* [Object point labels]
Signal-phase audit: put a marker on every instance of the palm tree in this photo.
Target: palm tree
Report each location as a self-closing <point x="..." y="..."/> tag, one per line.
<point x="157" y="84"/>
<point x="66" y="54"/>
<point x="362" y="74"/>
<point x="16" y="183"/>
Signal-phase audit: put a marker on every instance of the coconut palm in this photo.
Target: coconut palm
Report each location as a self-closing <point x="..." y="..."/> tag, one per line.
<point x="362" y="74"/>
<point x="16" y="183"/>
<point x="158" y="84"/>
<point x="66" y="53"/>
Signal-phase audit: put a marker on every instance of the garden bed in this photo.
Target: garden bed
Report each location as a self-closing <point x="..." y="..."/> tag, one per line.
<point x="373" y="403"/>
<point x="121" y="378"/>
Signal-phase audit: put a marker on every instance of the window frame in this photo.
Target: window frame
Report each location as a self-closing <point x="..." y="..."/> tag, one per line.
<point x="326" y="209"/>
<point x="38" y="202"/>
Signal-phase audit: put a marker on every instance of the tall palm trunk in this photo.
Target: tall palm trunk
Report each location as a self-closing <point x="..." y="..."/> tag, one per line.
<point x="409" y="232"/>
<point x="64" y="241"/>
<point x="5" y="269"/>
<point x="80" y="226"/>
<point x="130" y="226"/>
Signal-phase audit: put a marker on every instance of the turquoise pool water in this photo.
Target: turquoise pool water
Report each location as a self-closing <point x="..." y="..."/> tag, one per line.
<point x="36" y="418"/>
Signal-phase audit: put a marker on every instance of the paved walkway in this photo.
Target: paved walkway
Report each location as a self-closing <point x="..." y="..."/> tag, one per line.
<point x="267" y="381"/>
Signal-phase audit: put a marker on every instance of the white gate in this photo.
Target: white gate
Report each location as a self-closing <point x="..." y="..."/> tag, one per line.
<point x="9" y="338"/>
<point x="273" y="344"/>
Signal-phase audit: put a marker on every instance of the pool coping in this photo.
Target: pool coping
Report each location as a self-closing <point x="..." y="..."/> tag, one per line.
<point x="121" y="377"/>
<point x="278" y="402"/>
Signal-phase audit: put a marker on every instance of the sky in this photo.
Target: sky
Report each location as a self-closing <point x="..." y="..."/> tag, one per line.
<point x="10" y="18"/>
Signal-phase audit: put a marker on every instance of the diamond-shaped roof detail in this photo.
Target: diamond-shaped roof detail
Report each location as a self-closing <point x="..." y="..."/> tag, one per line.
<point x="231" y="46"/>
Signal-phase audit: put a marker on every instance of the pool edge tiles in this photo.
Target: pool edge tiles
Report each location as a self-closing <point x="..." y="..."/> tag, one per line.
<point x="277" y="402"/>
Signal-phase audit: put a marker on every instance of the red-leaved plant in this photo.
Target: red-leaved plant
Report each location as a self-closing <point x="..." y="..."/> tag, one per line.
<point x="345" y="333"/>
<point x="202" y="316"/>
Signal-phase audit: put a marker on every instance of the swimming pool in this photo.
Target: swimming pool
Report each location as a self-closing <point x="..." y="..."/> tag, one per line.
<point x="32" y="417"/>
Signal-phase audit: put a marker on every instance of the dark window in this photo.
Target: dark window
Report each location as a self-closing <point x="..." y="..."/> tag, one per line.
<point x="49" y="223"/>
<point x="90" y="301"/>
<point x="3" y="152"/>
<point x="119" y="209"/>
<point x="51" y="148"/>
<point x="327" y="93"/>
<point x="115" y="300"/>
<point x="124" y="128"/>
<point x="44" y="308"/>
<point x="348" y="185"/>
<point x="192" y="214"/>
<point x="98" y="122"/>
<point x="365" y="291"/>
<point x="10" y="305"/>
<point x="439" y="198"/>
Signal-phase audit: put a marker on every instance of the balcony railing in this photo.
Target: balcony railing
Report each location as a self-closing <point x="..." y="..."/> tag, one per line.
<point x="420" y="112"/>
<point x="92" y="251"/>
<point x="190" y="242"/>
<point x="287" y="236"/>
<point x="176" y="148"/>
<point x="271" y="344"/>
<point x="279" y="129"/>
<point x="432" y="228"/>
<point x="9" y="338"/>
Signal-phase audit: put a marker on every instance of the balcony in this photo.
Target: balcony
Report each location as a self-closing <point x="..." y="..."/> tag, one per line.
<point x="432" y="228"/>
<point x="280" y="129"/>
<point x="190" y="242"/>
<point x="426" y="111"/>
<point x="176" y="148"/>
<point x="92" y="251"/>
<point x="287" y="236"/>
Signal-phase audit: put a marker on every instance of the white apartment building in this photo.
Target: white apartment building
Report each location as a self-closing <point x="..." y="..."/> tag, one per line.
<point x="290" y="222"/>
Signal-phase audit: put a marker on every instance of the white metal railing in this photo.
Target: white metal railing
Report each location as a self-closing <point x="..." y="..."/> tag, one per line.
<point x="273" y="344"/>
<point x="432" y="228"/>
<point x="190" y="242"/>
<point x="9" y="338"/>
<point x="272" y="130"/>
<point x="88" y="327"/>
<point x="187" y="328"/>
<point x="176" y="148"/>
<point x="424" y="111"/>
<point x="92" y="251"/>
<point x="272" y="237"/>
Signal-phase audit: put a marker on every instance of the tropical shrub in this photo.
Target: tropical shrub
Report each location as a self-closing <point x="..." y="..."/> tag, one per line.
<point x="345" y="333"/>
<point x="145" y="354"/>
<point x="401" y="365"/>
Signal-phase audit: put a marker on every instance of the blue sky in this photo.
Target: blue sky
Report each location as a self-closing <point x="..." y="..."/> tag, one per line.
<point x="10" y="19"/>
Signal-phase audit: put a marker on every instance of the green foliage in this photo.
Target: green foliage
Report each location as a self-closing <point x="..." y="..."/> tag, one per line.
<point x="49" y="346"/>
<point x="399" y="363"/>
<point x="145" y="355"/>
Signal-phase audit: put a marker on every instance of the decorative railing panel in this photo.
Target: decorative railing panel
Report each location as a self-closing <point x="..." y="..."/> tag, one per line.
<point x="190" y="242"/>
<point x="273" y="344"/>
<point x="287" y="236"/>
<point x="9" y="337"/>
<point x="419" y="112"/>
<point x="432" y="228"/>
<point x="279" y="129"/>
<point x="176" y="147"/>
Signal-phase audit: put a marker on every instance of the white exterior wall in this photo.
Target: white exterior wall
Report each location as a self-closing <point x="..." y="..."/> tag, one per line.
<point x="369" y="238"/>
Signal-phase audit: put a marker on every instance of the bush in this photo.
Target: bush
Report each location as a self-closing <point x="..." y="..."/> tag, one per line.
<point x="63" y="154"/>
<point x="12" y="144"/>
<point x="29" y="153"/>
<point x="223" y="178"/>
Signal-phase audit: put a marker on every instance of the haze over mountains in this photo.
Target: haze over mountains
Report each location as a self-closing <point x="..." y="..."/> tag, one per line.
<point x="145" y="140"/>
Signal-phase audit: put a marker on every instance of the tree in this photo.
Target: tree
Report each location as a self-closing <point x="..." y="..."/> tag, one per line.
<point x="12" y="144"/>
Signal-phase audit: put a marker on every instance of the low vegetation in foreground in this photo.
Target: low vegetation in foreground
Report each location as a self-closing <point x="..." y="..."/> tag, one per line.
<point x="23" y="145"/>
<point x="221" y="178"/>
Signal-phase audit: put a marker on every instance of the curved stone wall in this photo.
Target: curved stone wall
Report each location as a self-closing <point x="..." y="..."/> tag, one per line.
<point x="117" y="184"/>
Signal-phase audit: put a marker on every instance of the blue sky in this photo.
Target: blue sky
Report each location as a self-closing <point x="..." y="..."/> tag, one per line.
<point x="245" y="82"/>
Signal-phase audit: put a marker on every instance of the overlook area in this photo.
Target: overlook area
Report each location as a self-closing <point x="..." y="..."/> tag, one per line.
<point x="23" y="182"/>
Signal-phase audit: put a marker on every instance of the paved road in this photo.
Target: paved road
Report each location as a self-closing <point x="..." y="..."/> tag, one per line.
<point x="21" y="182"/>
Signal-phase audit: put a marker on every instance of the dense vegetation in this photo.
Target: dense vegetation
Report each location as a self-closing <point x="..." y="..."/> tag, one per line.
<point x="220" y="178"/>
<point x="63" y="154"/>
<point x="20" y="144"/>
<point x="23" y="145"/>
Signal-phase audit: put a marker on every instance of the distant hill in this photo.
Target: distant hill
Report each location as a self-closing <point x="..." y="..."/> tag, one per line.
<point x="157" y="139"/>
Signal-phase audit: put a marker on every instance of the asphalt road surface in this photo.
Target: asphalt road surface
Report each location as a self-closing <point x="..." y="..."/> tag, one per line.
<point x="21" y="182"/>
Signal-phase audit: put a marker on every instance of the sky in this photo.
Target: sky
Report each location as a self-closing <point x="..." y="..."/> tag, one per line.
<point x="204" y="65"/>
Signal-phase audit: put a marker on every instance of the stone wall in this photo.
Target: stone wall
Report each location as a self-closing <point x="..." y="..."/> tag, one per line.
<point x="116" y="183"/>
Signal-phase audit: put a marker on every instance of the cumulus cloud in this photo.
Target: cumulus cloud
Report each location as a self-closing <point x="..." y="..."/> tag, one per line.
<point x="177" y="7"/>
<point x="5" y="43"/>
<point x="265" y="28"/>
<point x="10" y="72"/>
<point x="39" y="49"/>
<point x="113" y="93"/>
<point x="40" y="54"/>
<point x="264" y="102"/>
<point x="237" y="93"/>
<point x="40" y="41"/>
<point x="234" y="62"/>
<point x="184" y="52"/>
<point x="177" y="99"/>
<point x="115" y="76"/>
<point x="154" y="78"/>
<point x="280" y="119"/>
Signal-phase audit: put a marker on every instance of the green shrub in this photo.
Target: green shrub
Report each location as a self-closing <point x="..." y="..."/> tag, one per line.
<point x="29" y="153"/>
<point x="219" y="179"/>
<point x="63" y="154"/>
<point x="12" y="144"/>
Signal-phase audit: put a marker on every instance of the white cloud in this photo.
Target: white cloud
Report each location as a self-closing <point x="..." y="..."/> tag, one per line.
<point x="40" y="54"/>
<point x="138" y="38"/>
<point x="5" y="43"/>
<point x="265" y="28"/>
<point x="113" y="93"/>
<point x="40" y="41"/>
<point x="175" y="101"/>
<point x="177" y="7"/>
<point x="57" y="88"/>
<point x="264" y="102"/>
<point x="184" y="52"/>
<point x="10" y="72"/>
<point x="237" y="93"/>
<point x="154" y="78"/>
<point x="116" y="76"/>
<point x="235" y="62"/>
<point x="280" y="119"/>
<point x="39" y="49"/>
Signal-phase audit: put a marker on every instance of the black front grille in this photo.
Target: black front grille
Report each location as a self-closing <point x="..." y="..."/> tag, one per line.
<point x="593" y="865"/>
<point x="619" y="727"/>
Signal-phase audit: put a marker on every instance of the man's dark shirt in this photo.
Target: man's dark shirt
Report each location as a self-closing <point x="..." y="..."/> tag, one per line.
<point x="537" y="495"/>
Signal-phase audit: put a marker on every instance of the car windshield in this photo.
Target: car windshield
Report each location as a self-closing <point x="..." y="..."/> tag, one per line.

* [What the task asks]
Quote verbatim the line containing "white cloud in this photo." and every line after it through the end of the records above.

* [Written response]
Signal-phase audit: put a marker on every instance of the white cloud in this photo.
Target: white cloud
Report each location as a self-closing <point x="..." y="..."/> tag, one per line.
<point x="40" y="54"/>
<point x="138" y="38"/>
<point x="5" y="43"/>
<point x="265" y="28"/>
<point x="113" y="93"/>
<point x="40" y="41"/>
<point x="175" y="101"/>
<point x="177" y="7"/>
<point x="57" y="88"/>
<point x="264" y="102"/>
<point x="184" y="52"/>
<point x="10" y="72"/>
<point x="237" y="93"/>
<point x="154" y="78"/>
<point x="116" y="76"/>
<point x="235" y="62"/>
<point x="280" y="119"/>
<point x="39" y="49"/>
Signal-phase audit: put a marker on every instance of the black front grille in this photo.
Target: black front grille
Report each location as a self-closing <point x="..." y="..."/> tag, one per line.
<point x="593" y="865"/>
<point x="619" y="727"/>
Signal-phase audit: put a marker on every instance of the man's dark shirt in this photo.
Target: man's dark shirt
Report each location as a self-closing <point x="..." y="..."/> tag, one per line.
<point x="537" y="495"/>
Signal-phase audit: put a marker on every instance of the car windshield in this photo.
Target: car windshield
Report each location as a self-closing <point x="..." y="..."/> tag, one per line.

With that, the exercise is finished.